* [WHAT THE EXERCISE ASKS] Pick up the news report on Montserrat's power outages after its last sentence and carry it forward.

Residents frustrated with electricity issues in Montserrat


LOOP NEWS – The Caribbean Island of Montserrat has been experiencing intermittent power outages across the island, leaving residents weary and frustrated.  

Montserrat Utilities Limited (MUL) issued a load-shedding schedule for Wednesday, Thursday and Friday as work continues to improve the situation.

Listed below are the hours when each region will have electricity.


According to a statement that was issued on Tuesday, the power issues currently being experienced are due to difficulties at the Brades Power Station.

However, MUL stated that the intermittent and prolonged outages currently being experienced, are due to a number of factors including, aged generators, lack of reserve capacity, and the need for scheduled overhauls and servicing of the current working generators.

MUL has ordered one medium-speed generator which is scheduled to arrive on island November 2023.

However, frustration is beginning to set in for many. Loop News spoke with Montserratian Vickie Locker who says the power outages have been occurring for years but have gotten worse over time.

Locker said the situation has impacted daily life negatively as sleeping patterns have been disrupted, just lining up for petrol at the pump now takes hours and some people have to carpool to reach to work on time.

The electricity disruptions, she said, have also caused food contents in the refrigerator to spoil faster and appliances to be lost.

“I lost my microwave, fan, tv, washing machine and freezer because of the outages,” said Locker.

She told Loop News that the constant electricity problem is mentally frustrating, as people keep wondering when power will return every time it goes.

Locker said candles are becoming scarce on island and businesses are also feeling the negative effects of the intermittent power outages.

Another resident from Montserrat who spoke with Loop News said power would go for hours at a time and only return for 30 minutes to an hour.

* [STORED DATA]

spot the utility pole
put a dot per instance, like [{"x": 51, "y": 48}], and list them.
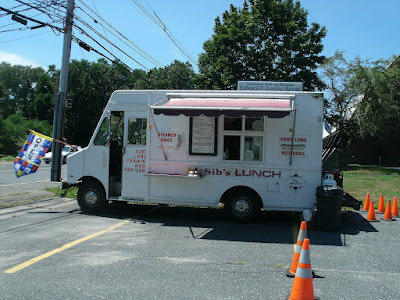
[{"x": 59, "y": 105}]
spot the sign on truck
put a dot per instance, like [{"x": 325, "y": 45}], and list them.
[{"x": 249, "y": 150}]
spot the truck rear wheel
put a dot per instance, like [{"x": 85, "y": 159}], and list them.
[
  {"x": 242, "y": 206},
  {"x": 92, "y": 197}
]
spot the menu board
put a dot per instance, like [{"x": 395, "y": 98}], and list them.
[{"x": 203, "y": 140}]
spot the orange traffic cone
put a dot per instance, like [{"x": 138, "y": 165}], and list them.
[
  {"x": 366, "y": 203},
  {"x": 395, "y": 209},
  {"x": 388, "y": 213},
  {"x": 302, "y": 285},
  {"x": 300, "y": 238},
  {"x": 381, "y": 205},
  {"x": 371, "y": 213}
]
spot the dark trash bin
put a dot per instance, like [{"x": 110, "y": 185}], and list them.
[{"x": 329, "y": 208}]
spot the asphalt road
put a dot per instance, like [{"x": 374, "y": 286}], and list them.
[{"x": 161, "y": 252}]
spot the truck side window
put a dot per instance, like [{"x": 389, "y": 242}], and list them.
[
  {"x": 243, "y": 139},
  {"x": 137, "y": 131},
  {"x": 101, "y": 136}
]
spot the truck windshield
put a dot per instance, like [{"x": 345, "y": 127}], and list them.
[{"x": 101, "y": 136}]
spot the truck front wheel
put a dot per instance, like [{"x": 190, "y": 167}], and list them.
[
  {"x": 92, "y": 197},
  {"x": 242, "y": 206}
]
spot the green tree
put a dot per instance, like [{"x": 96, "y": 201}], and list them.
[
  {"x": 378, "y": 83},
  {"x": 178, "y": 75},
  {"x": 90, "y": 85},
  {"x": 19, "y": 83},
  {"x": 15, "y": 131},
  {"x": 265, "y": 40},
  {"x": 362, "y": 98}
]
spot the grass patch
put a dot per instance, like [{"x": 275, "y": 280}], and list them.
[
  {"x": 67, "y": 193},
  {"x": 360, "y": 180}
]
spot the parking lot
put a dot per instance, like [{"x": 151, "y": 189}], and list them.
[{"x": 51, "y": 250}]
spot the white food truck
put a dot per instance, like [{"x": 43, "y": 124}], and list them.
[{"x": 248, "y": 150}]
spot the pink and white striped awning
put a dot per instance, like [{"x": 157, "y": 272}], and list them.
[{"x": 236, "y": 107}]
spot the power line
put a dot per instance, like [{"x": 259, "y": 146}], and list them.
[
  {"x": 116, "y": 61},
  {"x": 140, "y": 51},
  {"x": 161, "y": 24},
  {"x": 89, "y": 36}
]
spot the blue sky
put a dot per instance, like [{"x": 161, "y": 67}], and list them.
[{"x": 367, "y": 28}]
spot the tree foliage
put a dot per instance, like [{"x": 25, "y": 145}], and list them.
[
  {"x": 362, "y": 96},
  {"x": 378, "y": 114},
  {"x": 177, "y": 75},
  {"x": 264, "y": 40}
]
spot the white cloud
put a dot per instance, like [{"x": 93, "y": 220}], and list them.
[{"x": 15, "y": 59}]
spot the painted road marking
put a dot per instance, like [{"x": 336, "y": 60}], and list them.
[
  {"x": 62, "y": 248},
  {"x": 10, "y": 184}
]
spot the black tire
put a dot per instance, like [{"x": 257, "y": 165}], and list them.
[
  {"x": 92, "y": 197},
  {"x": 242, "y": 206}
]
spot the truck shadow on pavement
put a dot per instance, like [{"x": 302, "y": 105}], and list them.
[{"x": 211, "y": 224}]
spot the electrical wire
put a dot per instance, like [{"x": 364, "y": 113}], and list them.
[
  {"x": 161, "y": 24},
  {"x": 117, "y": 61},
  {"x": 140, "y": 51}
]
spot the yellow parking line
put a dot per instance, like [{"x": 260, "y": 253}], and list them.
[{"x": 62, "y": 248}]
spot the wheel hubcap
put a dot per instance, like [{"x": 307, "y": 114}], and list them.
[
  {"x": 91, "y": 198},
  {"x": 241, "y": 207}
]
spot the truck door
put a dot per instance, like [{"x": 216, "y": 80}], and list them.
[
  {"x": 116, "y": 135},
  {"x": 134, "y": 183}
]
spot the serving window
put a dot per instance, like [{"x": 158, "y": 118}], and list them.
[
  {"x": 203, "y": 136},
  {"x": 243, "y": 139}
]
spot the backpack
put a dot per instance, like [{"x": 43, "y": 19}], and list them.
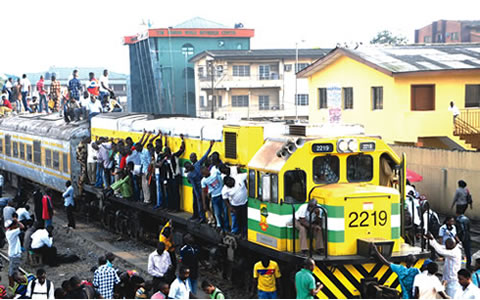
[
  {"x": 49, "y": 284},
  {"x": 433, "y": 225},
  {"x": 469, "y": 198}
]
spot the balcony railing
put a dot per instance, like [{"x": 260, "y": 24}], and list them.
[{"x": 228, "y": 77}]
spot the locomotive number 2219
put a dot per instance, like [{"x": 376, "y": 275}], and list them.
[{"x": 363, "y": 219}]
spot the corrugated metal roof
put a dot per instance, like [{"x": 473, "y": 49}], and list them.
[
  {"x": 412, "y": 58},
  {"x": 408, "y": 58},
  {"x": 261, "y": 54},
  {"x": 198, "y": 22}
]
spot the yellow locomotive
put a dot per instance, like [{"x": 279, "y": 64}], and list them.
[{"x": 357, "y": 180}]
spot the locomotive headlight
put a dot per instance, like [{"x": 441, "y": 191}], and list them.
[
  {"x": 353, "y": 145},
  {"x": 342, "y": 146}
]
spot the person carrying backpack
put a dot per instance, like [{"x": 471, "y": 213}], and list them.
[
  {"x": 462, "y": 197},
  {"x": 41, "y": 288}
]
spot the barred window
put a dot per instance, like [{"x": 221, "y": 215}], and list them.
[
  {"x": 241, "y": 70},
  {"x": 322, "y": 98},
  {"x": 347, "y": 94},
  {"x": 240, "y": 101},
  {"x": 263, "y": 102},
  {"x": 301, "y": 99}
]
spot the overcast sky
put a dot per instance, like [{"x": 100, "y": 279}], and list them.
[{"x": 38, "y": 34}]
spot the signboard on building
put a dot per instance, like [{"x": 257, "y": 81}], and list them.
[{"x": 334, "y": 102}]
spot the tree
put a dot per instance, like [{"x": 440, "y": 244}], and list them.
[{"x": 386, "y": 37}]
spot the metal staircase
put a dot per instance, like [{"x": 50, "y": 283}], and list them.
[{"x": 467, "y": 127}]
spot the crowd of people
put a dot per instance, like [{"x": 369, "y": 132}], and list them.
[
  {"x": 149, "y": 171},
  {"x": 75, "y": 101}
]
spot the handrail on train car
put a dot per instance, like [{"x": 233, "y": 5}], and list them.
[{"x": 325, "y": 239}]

* [THE OUTPUT]
This resident also confirmed that the wait for petrol is long with winding lines, as many people wait during the hours of downtime with the hope electricity would return to get petrol.

The resident told Loop News that her electronic devices have been affected and she requires a new refrigerator, with other people also complaining about food spoiling in their freezers.

And with the heat being felt in the Caribbean these days, the resident said she is lucky to have a rechargeable fan, but unfortunately has been unable to use it as the battery could not be recharged over the past few days.

She said most people have also complained about not sleeping properly because of the heat and lack of fans.

Meanwhile, the Permanent Secretary of the Ministry of Communication, Works, Labour and Energy, Colin Fergus, gave an update on the power outages in Montserrat in a statement on ZJB Radio today.

He said MUL is now down to one generator operating at the plant, which has thrown the island into a bit of disarray since the weekend.

Fergus said the plant is operating with one generator (the #7 medium-speed generator) which has been running virtually non-stop for quite some time.

In addition to that, there is the one-megawatt solar plant at Lookout and Brades which is feeding into the grid somewhere between 800 and 900 kilowatts during the day which is about 50 per cent of peak demand.

Fergus said sadly, generator sets #3, 4, 5 and 6 are out of service, which means they are just relying on generator #7 and the solar farm.

He explained on the generator called #3, there was a malfunction in a circuit breaker and in order to replace that it’s about a two-week turnaround time out of Miami.

Generators #4 and #5 are both in need of major overhauls and are unable to run at all. The technical team however is trying to bring generator #5, (which was scheduled for permanent retirement after it developed a fall last year), to restore it using parts from the #4 generator.

Fergus said the public was advised that MUL was planning to do an overhaul on generator #4 and that some of the parts were already on island for that.

However, given the dire situation, the team felt it best to try and bring back generator #5 which has a greater carrying load and capacity.

Meanwhile, generator #6 has a fault which prevents it from running reliably.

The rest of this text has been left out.